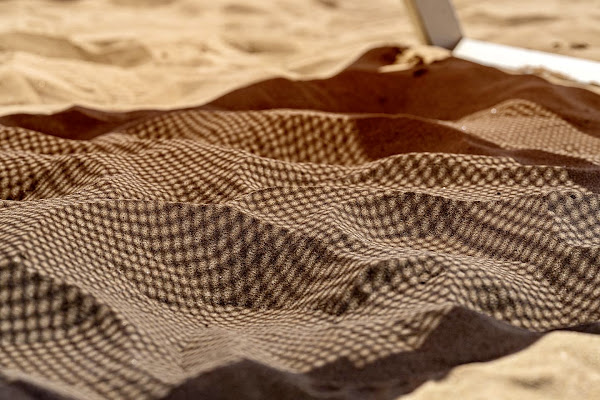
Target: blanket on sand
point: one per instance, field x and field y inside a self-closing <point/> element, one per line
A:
<point x="345" y="238"/>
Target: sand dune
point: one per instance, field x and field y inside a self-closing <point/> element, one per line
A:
<point x="168" y="54"/>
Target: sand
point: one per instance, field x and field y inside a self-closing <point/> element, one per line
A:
<point x="115" y="55"/>
<point x="168" y="54"/>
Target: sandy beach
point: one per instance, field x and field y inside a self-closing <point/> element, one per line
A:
<point x="295" y="95"/>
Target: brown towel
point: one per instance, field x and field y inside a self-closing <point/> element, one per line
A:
<point x="347" y="238"/>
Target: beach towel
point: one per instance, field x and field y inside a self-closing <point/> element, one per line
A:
<point x="343" y="238"/>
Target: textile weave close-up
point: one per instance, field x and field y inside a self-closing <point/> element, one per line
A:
<point x="298" y="239"/>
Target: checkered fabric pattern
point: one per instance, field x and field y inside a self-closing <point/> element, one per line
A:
<point x="193" y="240"/>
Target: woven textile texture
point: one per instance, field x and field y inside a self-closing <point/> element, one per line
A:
<point x="347" y="238"/>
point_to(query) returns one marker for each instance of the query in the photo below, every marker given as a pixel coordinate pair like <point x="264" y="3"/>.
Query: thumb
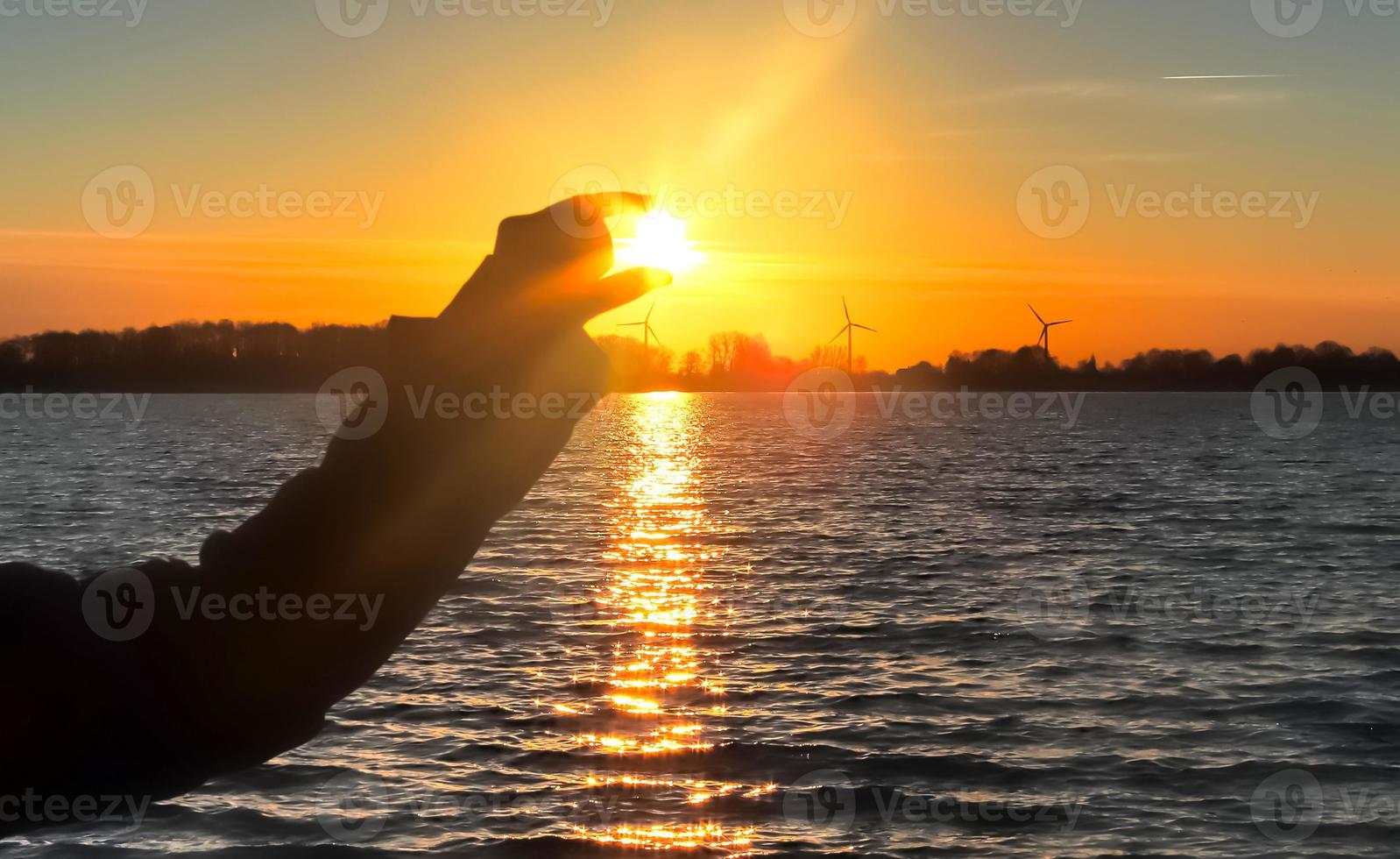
<point x="613" y="292"/>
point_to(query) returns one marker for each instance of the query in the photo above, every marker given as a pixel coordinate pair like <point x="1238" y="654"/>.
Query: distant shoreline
<point x="275" y="358"/>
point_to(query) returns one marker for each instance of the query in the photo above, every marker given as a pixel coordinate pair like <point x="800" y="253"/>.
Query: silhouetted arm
<point x="383" y="527"/>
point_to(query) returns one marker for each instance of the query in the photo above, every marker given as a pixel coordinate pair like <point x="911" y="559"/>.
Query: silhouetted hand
<point x="391" y="519"/>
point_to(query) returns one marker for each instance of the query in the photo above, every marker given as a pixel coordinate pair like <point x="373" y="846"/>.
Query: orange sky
<point x="903" y="145"/>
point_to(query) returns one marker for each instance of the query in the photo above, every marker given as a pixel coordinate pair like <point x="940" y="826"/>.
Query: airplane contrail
<point x="1221" y="76"/>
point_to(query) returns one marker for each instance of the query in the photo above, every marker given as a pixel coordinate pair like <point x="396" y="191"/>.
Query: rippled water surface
<point x="1158" y="631"/>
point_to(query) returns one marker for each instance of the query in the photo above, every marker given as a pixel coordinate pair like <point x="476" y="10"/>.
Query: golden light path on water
<point x="661" y="694"/>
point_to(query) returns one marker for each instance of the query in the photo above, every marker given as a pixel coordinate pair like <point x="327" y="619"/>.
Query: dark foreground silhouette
<point x="227" y="358"/>
<point x="391" y="520"/>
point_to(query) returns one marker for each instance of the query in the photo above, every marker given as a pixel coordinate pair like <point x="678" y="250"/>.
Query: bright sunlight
<point x="660" y="241"/>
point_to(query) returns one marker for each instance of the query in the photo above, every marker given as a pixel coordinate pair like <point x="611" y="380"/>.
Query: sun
<point x="660" y="241"/>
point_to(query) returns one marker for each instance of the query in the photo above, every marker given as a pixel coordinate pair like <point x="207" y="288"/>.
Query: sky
<point x="1213" y="174"/>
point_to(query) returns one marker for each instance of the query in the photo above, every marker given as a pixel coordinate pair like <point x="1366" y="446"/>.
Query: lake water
<point x="1156" y="631"/>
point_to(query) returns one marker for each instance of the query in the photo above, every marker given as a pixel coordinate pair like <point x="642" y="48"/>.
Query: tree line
<point x="278" y="358"/>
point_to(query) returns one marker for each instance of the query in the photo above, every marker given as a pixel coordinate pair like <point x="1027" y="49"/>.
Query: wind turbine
<point x="647" y="334"/>
<point x="1044" y="330"/>
<point x="850" y="338"/>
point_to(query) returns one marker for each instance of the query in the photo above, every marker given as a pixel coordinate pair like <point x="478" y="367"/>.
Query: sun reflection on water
<point x="661" y="695"/>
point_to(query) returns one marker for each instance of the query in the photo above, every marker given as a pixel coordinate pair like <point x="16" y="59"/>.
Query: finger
<point x="611" y="293"/>
<point x="608" y="203"/>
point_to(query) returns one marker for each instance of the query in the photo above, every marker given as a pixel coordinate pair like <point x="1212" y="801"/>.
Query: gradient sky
<point x="926" y="126"/>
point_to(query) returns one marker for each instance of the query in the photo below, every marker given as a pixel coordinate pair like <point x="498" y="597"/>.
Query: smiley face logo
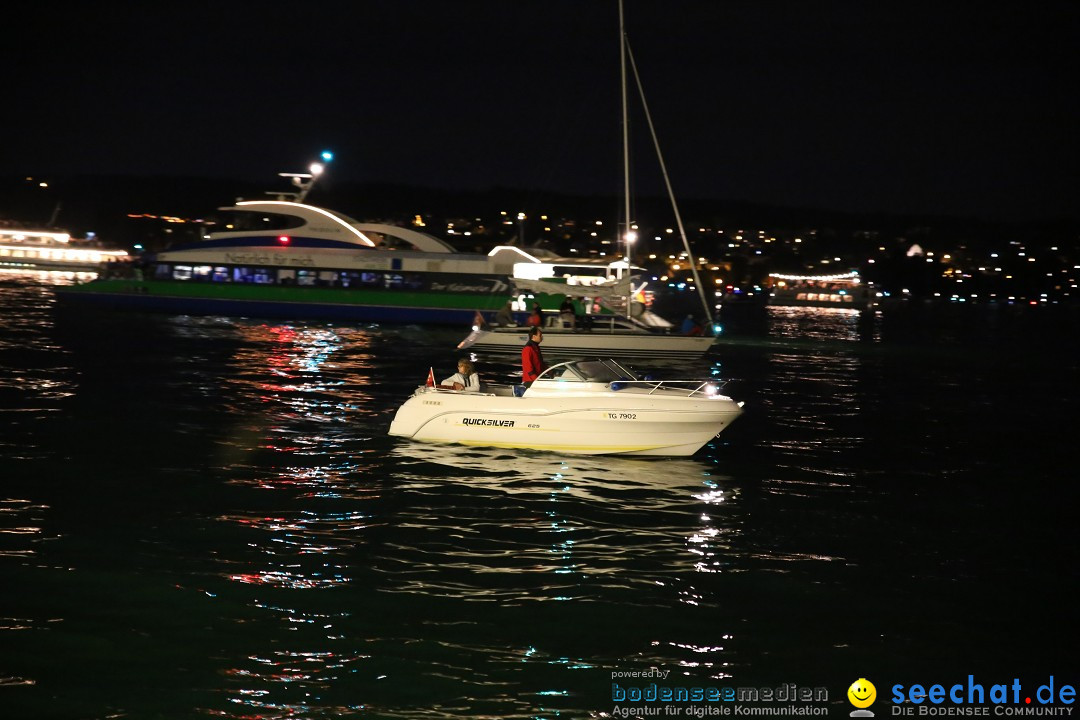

EXERCISE INSTRUCTIONS: Pull out every line of the entries that contains the word "water" and copy each one in full. Case counts.

EXPECTED ANSWER:
Query: rippled water surface
Query: golden light path on water
Query: lake water
Query: sun reflection on water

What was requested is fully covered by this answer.